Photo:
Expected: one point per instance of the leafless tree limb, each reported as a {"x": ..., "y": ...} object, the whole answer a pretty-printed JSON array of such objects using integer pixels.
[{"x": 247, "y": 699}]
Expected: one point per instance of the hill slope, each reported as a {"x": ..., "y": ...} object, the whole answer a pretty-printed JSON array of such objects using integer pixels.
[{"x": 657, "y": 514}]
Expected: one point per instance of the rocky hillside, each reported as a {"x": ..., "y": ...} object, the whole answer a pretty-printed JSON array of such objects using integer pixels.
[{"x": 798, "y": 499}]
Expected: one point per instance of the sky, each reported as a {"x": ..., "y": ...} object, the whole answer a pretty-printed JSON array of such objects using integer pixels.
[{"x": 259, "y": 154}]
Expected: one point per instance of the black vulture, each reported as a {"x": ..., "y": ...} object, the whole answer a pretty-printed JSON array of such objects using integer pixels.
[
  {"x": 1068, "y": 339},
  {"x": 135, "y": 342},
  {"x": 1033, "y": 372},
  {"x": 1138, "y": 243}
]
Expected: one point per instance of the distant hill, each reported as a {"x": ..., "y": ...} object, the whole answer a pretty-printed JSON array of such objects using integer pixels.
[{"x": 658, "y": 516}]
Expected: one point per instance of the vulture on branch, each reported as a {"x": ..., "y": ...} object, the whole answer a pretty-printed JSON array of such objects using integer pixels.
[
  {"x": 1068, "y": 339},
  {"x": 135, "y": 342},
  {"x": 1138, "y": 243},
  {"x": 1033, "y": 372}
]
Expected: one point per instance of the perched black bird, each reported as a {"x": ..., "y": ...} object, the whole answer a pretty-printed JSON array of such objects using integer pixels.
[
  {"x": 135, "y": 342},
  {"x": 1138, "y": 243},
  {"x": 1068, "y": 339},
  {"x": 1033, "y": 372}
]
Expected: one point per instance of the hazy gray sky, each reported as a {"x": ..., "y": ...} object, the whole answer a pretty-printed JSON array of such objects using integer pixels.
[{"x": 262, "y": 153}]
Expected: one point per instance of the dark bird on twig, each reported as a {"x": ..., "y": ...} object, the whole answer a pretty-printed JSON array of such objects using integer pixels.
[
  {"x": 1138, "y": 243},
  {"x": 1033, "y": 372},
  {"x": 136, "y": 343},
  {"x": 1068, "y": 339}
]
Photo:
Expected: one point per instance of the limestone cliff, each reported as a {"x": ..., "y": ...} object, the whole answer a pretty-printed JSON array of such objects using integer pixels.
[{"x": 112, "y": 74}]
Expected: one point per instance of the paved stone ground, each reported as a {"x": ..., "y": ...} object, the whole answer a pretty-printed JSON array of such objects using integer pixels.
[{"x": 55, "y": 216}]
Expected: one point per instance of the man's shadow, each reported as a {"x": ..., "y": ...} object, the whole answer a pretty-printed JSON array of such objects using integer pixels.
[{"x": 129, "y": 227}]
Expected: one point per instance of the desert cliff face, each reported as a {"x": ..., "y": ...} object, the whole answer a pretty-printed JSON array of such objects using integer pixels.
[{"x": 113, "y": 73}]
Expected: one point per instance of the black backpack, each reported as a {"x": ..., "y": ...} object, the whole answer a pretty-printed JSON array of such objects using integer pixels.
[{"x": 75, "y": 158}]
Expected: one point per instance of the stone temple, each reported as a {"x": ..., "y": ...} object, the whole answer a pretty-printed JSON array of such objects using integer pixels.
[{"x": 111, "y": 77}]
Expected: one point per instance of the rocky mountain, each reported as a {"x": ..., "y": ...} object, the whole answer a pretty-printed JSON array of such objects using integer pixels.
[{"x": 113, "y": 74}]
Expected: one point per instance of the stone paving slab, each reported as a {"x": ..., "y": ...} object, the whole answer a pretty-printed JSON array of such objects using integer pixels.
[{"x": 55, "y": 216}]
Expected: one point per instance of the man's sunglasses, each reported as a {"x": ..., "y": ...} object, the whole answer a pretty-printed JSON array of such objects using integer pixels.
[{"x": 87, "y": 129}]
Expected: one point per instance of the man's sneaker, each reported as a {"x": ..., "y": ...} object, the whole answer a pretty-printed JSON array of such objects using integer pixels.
-=-=-
◆ **TASK REQUIREMENTS**: Your task is to reproduce the records in full, without any alteration.

◆ **WRITTEN RESPONSE**:
Photo:
Expected: one point per instance of the leafless tree limb, each reported as a {"x": ..., "y": ...} object, the whole answer a pretty-printed JSON array of such objects using integer pixels.
[{"x": 247, "y": 699}]
Expected: one point per instance of the hill slope, each reported as a {"x": ..., "y": ...} object, the whole answer a pretty-printed JSON array of such objects using integer pixels.
[{"x": 657, "y": 514}]
Expected: one point per instance of the rocky hillside, each reported as a {"x": ..., "y": ...} object, the whole answer a pretty-printed JSON array of such objects using integer pixels.
[{"x": 798, "y": 499}]
Expected: one point per instance of the sky, each reported as a {"x": ..., "y": ...} object, the whole answer a pretty-printed JSON array of such objects using integer pixels.
[{"x": 259, "y": 154}]
Expected: one point per instance of the black vulture, each reported as a {"x": ..., "y": ...} object, the whole answer a pretty-printed JSON array of such objects using integer pixels.
[
  {"x": 1068, "y": 339},
  {"x": 135, "y": 342},
  {"x": 1033, "y": 372},
  {"x": 1138, "y": 243}
]
Expected: one point per instance of the distant hill, each reported as a {"x": ..., "y": ...} object, the whole answer a pretty-printed JSON array of such objects using integer pixels.
[{"x": 658, "y": 516}]
Expected: one point per instance of the vulture on branch, each reported as a {"x": ..., "y": ...} object, the whole answer a pretty-printed JSON array of such objects using integer pixels.
[
  {"x": 1068, "y": 339},
  {"x": 135, "y": 342},
  {"x": 1138, "y": 243},
  {"x": 1033, "y": 372}
]
Expected: one point per instance of the perched black bird, each reported as a {"x": ..., "y": ...} object, the whole answer a pretty-printed JSON array of such objects using integer pixels.
[
  {"x": 135, "y": 342},
  {"x": 1138, "y": 243},
  {"x": 1068, "y": 339},
  {"x": 1033, "y": 372}
]
Expected: one point per instance of the hazy gray sky, each reported as a {"x": ..., "y": ...} object, the whole answer a pretty-printed JSON array of such objects using integer pixels.
[{"x": 262, "y": 153}]
Expected: one point per instance of the dark bird on twig, each reported as a {"x": ..., "y": ...} object, the whole answer a pretty-printed JSON array of such objects using integer pixels.
[
  {"x": 1138, "y": 243},
  {"x": 1033, "y": 372},
  {"x": 136, "y": 343},
  {"x": 1068, "y": 339}
]
Photo:
Expected: one point per instance of the limestone cliff, each reported as a {"x": ..., "y": ...} object, the whole answer a pretty-printed JSON array of such objects using integer pixels.
[{"x": 112, "y": 74}]
Expected: one point per instance of the paved stone ground, each reported as a {"x": ..., "y": ...} object, the whole answer a pretty-printed JSON array of such objects using integer pixels.
[{"x": 55, "y": 216}]
Expected: one point per instance of the man's shadow, each reported as a {"x": ..., "y": ...} object, the whole answer a pretty-printed JSON array of such objects using integer pixels.
[{"x": 129, "y": 227}]
Expected: one point per instance of the desert cliff face, each reported as a {"x": ..., "y": ...} object, the whole answer a pretty-printed JSON array of such objects using integer pixels.
[{"x": 113, "y": 73}]
Expected: one point per instance of the black backpack, each reported as a {"x": ..., "y": ...} object, the whole answer a pretty-printed JSON array of such objects using integer pixels.
[{"x": 75, "y": 158}]
Expected: one point per instance of the stone temple, each reported as a {"x": ..., "y": ...} object, the whole answer a pretty-printed JSON array of such objects using integer pixels.
[{"x": 111, "y": 77}]
Expected: one point per instance of the rocky mountain, each reported as a {"x": ..., "y": ...} object, the whole answer a pretty-printed JSON array of such objects using integer pixels.
[{"x": 113, "y": 74}]
Expected: one point per instance of the stone paving slab, each reported as a {"x": ..., "y": ...} object, the whole answer a pretty-printed JSON array of such objects using integer pixels.
[{"x": 55, "y": 216}]
Expected: one point per instance of the man's sunglasses, each reported as a {"x": ..., "y": ...} object, the whole answer a pretty-printed JSON array of such objects using integer pixels.
[{"x": 87, "y": 129}]
Expected: one point per instance of the man's sneaker, each reported as a {"x": ..., "y": ...} object, the whole answer a pretty-printed JSON array of such objects using integer pixels.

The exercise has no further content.